My Grandmother's Dash



November, 2006. That was just yesterday to me. Tomorrow I'm driving to Iowa to intercept the hospice people who are coming in to talk to my mother, I'm not so sure my mom should give up her fight yet. My mom, is not so sure. Six years ago this month it was my grandmother's fight. My mom had just put my grandmother, Reba Davison, in a nursing home because my grandmother refused to take her medications...that's right, grandma was off her meds...which these days would qualify as some stupid reality show...TONITE, on MTV...GRANDMA'S OFF HER MEDS...Grandma Reba takes on Hell's Angels at Walgreens while waiting for her XANAX refill with hilarious results...they'd probably air it right after that other cute reality show, Jersey Shore...

Or not. Wrong demographics. But then again...my grandma probably was tough enough to take on the Angels if she had really wanted to...(as long as it didn't interfere with Lawrence Welk on the tube)...My grandma was a fighter. She had to be to survive in her household. She was the eighth child of nine kids (and she outlived them all) and raised in a very poor Quaker household with no car, and at times, no horse. I use to ask my grandmother about the depression but she always told me the same thing, she barely noticed it. She was already so poor, it didn't matter. But she survived the depression, and then married, and was widowed, with two young children. After my grandfather's death, they lost everything, the income, the home they stayed in...so my grandmother went back to work, raised my mom and uncle, and saved enough to send them to college. How did she do that? That's what the IRS wanted to know. They actually audited her a couple of years in a row during the 50's, but I'll tell you how she did it, it was no secret. She worked her butt off, saved every cent she could, and demanded nothing but the best out of her kids. And then, after my mom graduated, my grandmother did something very unusual for women in their 50's in 1962...SHE went to college. It was so unusual for that time that she was actually a front page article in the Mason City, Iowa paper...something to the effect of "old lady goes to college."

After my grandmother became an LPN, she got hired by all of her friends kids to take care of their parents when they couldn't take care of themselves. She was still doing private nursing into her 80's when she was forced into retirement, because all of her friends had passed away. My biggest memory of her during this period was being a passenger of hers in her 1967 Chrysler "boat"...one of those giant gas guzzlers that she eventually only drove to church, except that she drove over lawns and sidewalks to get there (completely oblivious to her screaming neighbors as she HATED wearing her hearing aids). Yep. There she was balancing her 86 year old hind end on TWO Mason City Iowa phone books (hey, it's a small town, you need two) so she could look over the steering wheel and see who she was cutting off..."stupid kids" she would mutter to the 60 year old guys that had to jump out of her way. My dad finally had to sneak into her garage and disable her car so she would stop driving...

# [Tasks to perform]
1 – According to the text about Reba Davison, where was she among her siblings in birth order?
2 – From the text about Reba Davison, reproduce the part that opens with the words containing "November, 2006. That" and closes with "show, Jersey Shore...".

# [Source data]
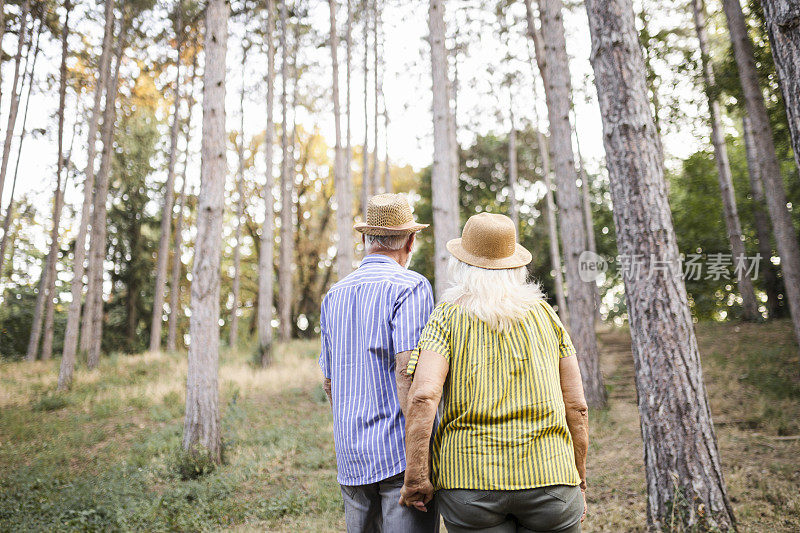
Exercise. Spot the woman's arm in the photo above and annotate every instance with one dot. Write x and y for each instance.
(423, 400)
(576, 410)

* * *

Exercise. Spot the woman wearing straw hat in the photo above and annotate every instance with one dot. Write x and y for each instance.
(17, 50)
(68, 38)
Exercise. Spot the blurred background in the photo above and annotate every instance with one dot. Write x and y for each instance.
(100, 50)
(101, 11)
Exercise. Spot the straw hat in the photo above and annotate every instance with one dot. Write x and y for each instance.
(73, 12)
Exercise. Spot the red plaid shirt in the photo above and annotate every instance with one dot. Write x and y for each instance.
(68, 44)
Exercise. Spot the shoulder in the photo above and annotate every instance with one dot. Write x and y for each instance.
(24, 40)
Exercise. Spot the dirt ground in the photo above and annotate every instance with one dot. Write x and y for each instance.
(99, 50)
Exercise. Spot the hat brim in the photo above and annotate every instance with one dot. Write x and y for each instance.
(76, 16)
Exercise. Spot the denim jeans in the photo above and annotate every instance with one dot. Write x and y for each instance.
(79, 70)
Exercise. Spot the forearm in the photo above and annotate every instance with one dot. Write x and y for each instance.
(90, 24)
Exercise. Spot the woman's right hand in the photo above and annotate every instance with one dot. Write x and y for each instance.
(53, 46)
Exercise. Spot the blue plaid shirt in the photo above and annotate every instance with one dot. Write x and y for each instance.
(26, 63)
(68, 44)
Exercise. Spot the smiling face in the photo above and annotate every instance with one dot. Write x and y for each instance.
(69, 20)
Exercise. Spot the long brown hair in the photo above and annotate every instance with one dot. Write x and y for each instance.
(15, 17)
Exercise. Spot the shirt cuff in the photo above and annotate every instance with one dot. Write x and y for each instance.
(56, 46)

---

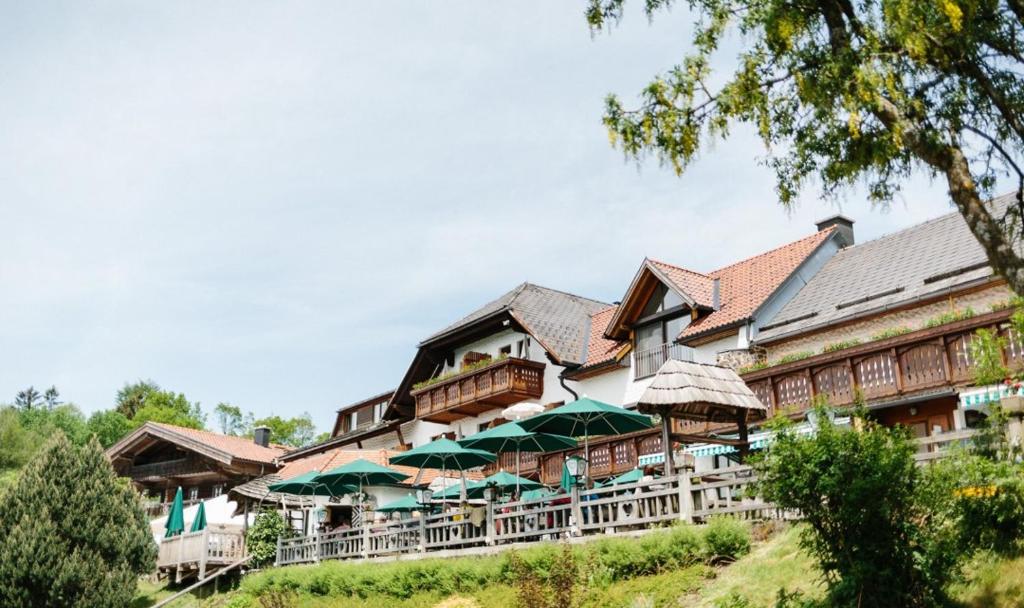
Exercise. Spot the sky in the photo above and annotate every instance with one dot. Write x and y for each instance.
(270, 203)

# [Answers to the exercise]
1 – She was the eighth of nine children.

2 –
November, 2006. That was just yesterday to me. Tomorrow I'm driving to Iowa to intercept the hospice people who are coming in to talk to my mother, I'm not so sure my mom should give up her fight yet. My mom, is not so sure. Six years ago this month it was my grandmother's fight. My mom had just put my grandmother, Reba Davison, in a nursing home because my grandmother refused to take her medications...that's right, grandma was off her meds...which these days would qualify as some stupid reality show...TONITE, on MTV...GRANDMA'S OFF HER MEDS...Grandma Reba takes on Hell's Angels at Walgreens while waiting for her XANAX refill with hilarious results...they'd probably air it right after that other cute reality show, Jersey Shore...